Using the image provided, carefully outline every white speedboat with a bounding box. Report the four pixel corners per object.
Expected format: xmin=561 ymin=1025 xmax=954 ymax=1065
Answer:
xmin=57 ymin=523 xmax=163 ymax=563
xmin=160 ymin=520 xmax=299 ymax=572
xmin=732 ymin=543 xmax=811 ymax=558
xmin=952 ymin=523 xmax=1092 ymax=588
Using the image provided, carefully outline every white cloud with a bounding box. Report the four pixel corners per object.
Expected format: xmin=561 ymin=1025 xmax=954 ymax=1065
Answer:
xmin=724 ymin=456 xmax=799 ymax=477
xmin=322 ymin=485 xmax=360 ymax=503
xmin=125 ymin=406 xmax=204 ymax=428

============================================================

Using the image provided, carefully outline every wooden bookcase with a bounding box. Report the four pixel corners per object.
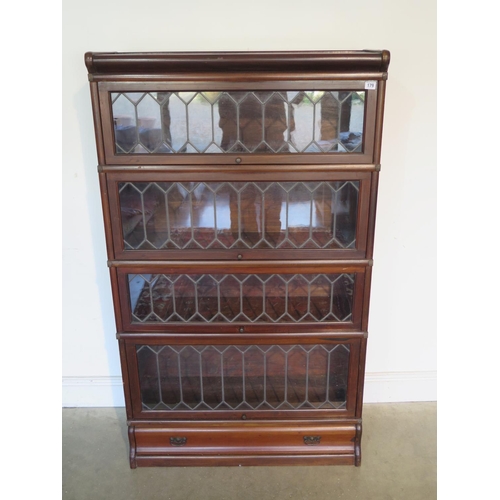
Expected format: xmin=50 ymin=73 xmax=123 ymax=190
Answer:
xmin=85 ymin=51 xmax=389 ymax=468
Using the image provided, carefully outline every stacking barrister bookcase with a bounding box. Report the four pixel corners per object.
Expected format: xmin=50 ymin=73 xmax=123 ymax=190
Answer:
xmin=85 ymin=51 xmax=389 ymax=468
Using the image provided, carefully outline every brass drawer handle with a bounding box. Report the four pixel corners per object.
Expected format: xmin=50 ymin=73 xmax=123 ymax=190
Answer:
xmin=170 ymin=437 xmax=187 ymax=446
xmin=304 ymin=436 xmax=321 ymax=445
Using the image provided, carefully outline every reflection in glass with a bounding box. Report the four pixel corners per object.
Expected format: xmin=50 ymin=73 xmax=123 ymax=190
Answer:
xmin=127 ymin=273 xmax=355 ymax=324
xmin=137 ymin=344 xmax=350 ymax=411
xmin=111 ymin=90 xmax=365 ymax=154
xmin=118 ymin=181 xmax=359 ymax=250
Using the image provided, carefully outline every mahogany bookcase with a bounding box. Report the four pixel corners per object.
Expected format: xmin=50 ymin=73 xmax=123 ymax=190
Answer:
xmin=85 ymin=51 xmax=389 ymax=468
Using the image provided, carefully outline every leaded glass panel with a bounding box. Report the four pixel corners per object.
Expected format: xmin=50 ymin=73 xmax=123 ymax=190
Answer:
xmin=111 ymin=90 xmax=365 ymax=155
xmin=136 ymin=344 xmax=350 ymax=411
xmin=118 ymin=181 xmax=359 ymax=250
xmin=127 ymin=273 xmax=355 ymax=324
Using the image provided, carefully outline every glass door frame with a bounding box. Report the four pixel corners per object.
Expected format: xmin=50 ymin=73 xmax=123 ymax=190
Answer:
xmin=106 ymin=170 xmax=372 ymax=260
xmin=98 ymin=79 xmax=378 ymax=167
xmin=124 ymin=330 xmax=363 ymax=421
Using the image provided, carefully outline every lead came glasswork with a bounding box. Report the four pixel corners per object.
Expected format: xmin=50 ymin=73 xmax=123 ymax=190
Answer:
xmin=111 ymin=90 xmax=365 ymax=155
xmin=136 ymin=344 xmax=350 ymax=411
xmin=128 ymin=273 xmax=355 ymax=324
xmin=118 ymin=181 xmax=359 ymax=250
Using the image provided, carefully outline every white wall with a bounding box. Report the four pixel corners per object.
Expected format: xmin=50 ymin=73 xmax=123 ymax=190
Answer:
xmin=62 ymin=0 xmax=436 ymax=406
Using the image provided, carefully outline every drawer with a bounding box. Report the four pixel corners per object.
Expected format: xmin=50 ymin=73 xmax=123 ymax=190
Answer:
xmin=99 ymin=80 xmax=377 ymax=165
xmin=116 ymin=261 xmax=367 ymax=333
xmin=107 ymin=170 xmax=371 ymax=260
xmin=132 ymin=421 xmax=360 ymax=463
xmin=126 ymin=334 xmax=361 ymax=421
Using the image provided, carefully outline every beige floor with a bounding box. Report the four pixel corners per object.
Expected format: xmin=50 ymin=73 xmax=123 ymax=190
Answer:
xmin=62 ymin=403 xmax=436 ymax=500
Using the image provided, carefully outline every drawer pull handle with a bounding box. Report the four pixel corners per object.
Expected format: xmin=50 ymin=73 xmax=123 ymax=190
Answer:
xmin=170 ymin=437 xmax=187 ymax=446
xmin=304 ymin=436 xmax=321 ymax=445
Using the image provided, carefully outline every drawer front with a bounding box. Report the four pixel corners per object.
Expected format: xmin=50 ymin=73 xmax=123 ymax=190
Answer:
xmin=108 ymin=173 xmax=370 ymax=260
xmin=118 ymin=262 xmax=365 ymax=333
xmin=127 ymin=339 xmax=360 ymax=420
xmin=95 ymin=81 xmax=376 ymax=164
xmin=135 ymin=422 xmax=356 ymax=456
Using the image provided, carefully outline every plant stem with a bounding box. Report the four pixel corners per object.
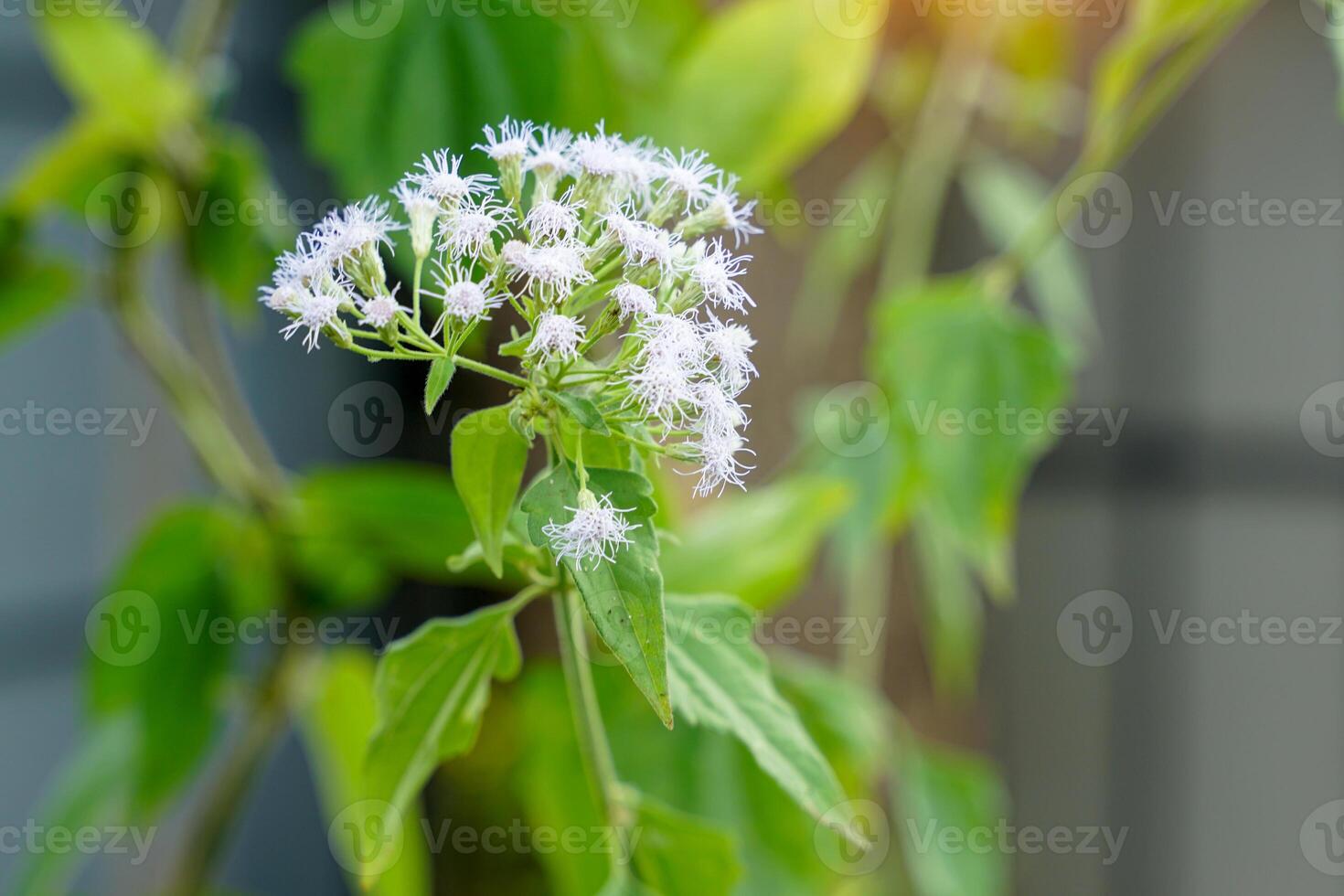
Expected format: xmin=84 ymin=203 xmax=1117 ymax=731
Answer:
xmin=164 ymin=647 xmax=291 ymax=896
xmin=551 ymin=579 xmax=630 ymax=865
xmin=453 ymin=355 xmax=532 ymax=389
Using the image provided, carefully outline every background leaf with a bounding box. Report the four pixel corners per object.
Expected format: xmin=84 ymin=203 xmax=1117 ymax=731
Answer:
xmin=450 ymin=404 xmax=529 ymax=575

============================================================

DESCRIPTION OF THE TASK: Rewrite the listing as a two-column CSV with the headers text and answer. Begin at the line that has "every white speedboat" and stop after the line that has "xmin=125 ymin=406 xmax=204 ymax=428". Put each text and its answer together on one row, each in a single quoted field, with line breaks replaced by spaces.

RESULT OF THE EXERCISE:
text,answer
"Using the image provided, carefully outline every white speedboat with a bounding box. Report the four pixel corners per object. Expected format: xmin=561 ymin=1025 xmax=954 ymax=1065 Answer:","xmin=57 ymin=523 xmax=163 ymax=563 xmin=160 ymin=520 xmax=299 ymax=572 xmin=732 ymin=543 xmax=811 ymax=558 xmin=952 ymin=523 xmax=1092 ymax=588"
"Using the image provided, carefully outline every white cloud with a bounding box. Report the four pixel corners per object. Expected format: xmin=561 ymin=1025 xmax=954 ymax=1065 Answer:","xmin=724 ymin=456 xmax=799 ymax=477 xmin=322 ymin=485 xmax=360 ymax=503 xmin=125 ymin=406 xmax=204 ymax=428"